*BRIEF*. Repeat each record word for word. Leave nothing out.

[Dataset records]
================
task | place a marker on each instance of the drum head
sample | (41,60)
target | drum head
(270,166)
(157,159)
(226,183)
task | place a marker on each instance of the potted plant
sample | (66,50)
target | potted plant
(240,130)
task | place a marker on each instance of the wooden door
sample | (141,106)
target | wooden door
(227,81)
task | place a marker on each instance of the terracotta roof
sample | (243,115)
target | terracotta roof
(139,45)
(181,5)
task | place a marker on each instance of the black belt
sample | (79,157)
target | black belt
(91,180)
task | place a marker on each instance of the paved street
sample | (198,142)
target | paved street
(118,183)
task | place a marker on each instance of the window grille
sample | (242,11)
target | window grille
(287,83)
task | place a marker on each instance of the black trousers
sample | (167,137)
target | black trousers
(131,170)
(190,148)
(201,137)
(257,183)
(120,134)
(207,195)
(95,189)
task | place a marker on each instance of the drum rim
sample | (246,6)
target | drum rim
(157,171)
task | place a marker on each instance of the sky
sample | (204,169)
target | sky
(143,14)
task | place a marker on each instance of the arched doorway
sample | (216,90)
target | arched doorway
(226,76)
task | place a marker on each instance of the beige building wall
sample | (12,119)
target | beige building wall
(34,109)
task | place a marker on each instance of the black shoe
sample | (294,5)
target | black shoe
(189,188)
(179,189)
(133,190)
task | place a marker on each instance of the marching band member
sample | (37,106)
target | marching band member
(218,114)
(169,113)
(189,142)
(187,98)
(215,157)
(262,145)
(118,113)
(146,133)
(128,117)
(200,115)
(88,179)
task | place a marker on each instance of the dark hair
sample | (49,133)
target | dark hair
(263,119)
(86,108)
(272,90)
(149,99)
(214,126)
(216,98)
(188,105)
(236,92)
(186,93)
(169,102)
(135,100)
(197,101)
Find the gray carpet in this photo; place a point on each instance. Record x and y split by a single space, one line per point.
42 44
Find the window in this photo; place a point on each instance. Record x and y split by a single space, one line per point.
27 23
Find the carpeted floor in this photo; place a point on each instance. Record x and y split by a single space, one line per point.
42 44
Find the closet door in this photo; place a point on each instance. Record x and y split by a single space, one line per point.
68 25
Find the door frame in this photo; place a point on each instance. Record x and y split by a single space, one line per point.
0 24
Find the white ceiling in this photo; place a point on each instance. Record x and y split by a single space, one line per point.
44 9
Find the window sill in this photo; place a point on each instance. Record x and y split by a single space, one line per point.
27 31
================
*RESULT BELOW*.
task | place a marker on each instance of the drum head
sample | (41,60)
target | drum head
(270,166)
(157,159)
(226,183)
task | place a marker on each instance of the potted plant
sample | (66,50)
target | potted plant
(240,130)
task | place a marker on each instance of the wooden door
sample | (141,106)
target | wooden door
(227,81)
task | place a marker on each instance of the terracotta roof
sample | (243,115)
target | terracotta roof
(139,45)
(181,5)
task | place a marker on each instance of the black belt
sample | (79,157)
target | black belt
(91,180)
task | place a marker on each instance of the paved street
sample | (198,142)
target | paved street
(118,183)
task | place a marker on each instance of the window grille
sample | (242,11)
target | window grille
(287,83)
task | place a marker on each instance of the black trousers
sample | (167,137)
target | black trousers
(131,170)
(190,148)
(201,137)
(257,183)
(120,134)
(207,195)
(95,189)
task | place a marker on each instance of the drum rim
sample | (246,6)
target | drum rim
(157,171)
task | place a marker on each instance of the sky
sample | (204,169)
target | sky
(143,14)
task | place a marker on each instance of the arched doorway
sample | (216,90)
target | arched doorway
(226,76)
task | place a marker on each instance of the beige building wall
sample | (12,119)
target | beige building wall
(34,109)
task | place a marker on each instance of the black shoe
sample | (294,5)
target | black shoe
(189,188)
(179,189)
(133,190)
task | place a marker on each instance of the marching band member
sample | (37,106)
target | marching band member
(218,114)
(169,113)
(189,142)
(187,98)
(215,157)
(262,145)
(118,113)
(146,133)
(128,117)
(200,115)
(88,179)
task | place a marker on each instance of the dark hair
sample | (49,133)
target | dark hair
(263,119)
(86,108)
(272,90)
(149,99)
(214,126)
(216,98)
(188,105)
(236,92)
(186,93)
(169,102)
(135,100)
(197,101)
Find the gray carpet in this photo; place a point on each instance. Record x and y split by a single space, one line per point.
42 44
Find the window in this photo; place a point on each instance. Record x and y split by a single space, one line per point.
27 23
Find the carpeted floor in this photo; place a point on each instance. Record x and y split by a single space, one line per point.
42 44
Find the closet door in this photo; place a point on each instance. Record x and y split by a single space, one line per point.
68 25
Find the door frame in this photo; place a point on each instance. Record x and y split by a single space, one line per point.
0 24
Find the white ceiling in this photo; place a point on each instance. Record x and y split by a single space, one line per point.
44 9
Find the window sill in this photo; place a point on each instance. Record x and y split by a single space, one line per point.
27 31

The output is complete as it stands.